§ Required tasks
**a)** Write out word for word the part of the text on learning Japanese below that begins at "Actually, yes, I" and stops after "diligence and determination.".
**b)** Answer these questions from the text on learning Japanese below:
(i) What three things does the writer name as the bottom line?
(ii) Which Japanese word did many people know from a game, and what meaning does the text give for it?
(iii) What does the writer say a person ordering can say in Japanese, and what does it mean in English?

§ Text block
######

Actually, yes, I do spend a enough time in a week teaching. But tips on Xanga are free, mostly because they are not that big of a deal, are mostly common-sensical, and advice means nothing if the recipient won't heed it. I wish there was something magic potion, or a hidden incantation. But the bottom line is simple: passion, diligence and determination.
Of course, these three apply to anything you may endeavor to do, but with regard to Japanese, you have to have a passion for the language. It is fun enough, and today maybe even cool enough, to dabble in it. Anime and Wii has ensured the Japanese language a place in the hierarchy of US pop culture. The title sensei, which some whom I have met here on Xanga call me--oh I miss ya' SleepingCutie!--is fairly ubiquitous. But I was shocked that many knew the word tanuki (badger-dog) from a game--was it Mario? But a passion for anime or games does not equal a passion for Japanese language. It is not as hard most people will have you believe, but it is significantly different enough to make people throw their hands in the air in frustration. So it takes a passion for the language to compel to to continue where others have given up. I love Japanese. The language is, to me, sonorous and expressive. And so contextual. Sometimes all you have to say is are (that), and the listener will know exactly what you mean. Or you can say, in the appropriate context, Watashi wa hanba-ga- desu (I am a hamburger), and the person taking your order will say thank you for your order without a snicker. I find these situations interesting and compelling, which stokes my passion for the language.

######

§ Record excerpts
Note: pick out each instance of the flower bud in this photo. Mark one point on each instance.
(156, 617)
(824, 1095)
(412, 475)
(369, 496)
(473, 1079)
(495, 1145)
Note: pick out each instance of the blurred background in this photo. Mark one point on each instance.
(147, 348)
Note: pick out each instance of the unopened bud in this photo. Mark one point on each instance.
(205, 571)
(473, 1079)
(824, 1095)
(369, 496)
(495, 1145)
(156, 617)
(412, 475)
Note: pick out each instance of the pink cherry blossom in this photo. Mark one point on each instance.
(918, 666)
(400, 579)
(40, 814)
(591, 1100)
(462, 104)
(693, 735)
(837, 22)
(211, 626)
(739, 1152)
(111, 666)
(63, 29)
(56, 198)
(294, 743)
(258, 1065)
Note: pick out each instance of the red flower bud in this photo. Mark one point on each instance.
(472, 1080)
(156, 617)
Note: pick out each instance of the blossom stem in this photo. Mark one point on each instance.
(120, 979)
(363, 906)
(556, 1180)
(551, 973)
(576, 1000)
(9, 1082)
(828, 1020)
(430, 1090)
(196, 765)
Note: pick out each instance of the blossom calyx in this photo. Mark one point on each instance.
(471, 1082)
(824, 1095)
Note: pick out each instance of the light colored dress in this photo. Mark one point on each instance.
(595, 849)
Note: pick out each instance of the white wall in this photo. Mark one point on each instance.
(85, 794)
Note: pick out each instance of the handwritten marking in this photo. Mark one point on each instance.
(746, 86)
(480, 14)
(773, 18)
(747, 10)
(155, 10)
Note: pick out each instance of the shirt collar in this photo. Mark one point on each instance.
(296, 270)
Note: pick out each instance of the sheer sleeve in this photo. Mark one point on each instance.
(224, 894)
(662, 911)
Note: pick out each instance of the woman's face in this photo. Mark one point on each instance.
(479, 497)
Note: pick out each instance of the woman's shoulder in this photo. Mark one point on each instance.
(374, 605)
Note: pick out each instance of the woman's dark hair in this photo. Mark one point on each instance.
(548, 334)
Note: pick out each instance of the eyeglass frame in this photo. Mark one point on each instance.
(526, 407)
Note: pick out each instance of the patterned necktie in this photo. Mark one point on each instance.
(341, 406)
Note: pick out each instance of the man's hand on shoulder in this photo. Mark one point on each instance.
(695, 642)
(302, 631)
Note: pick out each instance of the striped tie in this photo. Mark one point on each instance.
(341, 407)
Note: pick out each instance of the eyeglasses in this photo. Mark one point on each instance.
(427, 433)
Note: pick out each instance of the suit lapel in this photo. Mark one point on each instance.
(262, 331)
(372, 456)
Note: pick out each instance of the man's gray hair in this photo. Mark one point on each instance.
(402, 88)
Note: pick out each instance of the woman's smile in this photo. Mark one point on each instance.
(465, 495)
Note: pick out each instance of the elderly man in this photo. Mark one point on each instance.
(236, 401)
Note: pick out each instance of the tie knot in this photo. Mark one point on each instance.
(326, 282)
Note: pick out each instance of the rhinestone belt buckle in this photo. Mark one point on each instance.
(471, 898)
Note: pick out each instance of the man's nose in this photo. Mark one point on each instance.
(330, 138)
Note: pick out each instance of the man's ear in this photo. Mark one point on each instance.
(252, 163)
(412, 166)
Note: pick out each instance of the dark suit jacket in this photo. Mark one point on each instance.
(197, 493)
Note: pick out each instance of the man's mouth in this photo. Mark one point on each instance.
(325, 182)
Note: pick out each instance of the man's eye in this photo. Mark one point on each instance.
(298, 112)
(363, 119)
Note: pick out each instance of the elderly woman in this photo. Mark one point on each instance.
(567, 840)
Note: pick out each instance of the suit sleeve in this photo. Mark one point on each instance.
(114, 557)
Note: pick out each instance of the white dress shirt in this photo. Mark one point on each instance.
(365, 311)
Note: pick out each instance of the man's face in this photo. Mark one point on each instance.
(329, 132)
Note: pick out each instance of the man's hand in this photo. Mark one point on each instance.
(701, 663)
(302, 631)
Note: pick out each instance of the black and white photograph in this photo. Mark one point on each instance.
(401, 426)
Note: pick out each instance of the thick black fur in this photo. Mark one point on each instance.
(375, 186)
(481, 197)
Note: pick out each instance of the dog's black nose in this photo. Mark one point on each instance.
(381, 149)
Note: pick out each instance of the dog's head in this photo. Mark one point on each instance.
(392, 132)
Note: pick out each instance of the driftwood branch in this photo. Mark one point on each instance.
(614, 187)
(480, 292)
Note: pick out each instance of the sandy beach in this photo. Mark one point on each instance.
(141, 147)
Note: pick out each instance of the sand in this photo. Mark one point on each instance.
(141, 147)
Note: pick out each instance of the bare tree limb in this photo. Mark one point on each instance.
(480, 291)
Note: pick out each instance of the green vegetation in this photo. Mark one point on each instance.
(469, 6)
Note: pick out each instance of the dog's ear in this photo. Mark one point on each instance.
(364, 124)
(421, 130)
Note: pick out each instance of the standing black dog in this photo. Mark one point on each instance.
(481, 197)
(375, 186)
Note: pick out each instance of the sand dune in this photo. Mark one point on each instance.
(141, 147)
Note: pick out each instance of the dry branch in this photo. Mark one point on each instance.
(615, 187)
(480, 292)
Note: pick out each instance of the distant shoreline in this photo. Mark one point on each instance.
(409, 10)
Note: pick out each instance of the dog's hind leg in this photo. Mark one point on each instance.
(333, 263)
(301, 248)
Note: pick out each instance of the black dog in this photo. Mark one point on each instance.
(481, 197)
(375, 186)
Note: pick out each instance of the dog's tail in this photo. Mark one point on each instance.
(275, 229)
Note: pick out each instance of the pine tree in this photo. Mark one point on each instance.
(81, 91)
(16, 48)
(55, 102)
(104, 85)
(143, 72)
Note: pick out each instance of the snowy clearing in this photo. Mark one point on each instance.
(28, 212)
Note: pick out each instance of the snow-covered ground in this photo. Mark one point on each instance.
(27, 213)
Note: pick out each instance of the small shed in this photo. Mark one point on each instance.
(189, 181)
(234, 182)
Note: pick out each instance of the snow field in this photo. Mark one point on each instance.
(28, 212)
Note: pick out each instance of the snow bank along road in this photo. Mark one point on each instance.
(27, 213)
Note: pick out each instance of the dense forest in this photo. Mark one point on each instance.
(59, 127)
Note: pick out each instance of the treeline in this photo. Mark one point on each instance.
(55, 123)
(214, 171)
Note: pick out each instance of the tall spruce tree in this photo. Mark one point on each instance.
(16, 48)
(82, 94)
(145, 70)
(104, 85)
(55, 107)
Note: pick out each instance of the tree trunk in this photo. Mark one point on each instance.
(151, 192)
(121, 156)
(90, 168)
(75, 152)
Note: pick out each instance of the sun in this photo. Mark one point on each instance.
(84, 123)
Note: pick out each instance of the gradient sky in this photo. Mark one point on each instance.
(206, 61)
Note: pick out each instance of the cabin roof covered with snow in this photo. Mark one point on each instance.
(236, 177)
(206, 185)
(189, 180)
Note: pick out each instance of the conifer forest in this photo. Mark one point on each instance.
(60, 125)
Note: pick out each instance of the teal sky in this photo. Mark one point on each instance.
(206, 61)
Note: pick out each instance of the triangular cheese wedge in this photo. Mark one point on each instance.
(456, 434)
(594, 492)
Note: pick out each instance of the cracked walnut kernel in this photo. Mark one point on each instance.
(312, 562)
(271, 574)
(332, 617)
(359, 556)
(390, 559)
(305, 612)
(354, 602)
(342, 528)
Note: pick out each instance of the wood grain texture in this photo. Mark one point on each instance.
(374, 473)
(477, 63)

######

§ Solutions below
**a)**
Actually, yes, I do spend a enough time in a week teaching. But tips on Xanga are free, mostly because they are not that big of a deal, are mostly common-sensical, and advice means nothing if the recipient won't heed it. I wish there was something magic potion, or a hidden incantation. But the bottom line is simple: passion, diligence and determination.

**b)**
(i) Passion, diligence and determination.
(ii) Tanuki, meaning badger-dog.
(iii) Watashi wa hanba-ga- desu, meaning "I am a hamburger."